Data items
*** Begin section ***

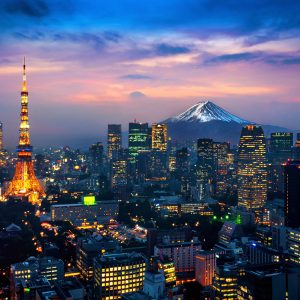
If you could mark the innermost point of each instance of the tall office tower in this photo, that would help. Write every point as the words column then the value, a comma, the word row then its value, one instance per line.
column 296, row 148
column 280, row 151
column 221, row 167
column 292, row 193
column 225, row 283
column 183, row 254
column 138, row 139
column 119, row 179
column 205, row 166
column 281, row 144
column 114, row 140
column 116, row 274
column 252, row 169
column 159, row 137
column 182, row 161
column 24, row 184
column 205, row 267
column 1, row 136
column 96, row 158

*** End section ***

Assignment — Write out the data again word for word, minus any images.

Solution below —
If you could mark the innermost point of each instance of the tall office tower in this photo, that would help. Write every point as the words column then the value, a comma, the word row then its value, one instance per line.
column 296, row 148
column 280, row 151
column 221, row 167
column 292, row 193
column 225, row 283
column 183, row 254
column 138, row 139
column 119, row 179
column 205, row 166
column 281, row 144
column 114, row 140
column 116, row 274
column 252, row 169
column 159, row 137
column 182, row 161
column 24, row 184
column 205, row 267
column 1, row 136
column 96, row 158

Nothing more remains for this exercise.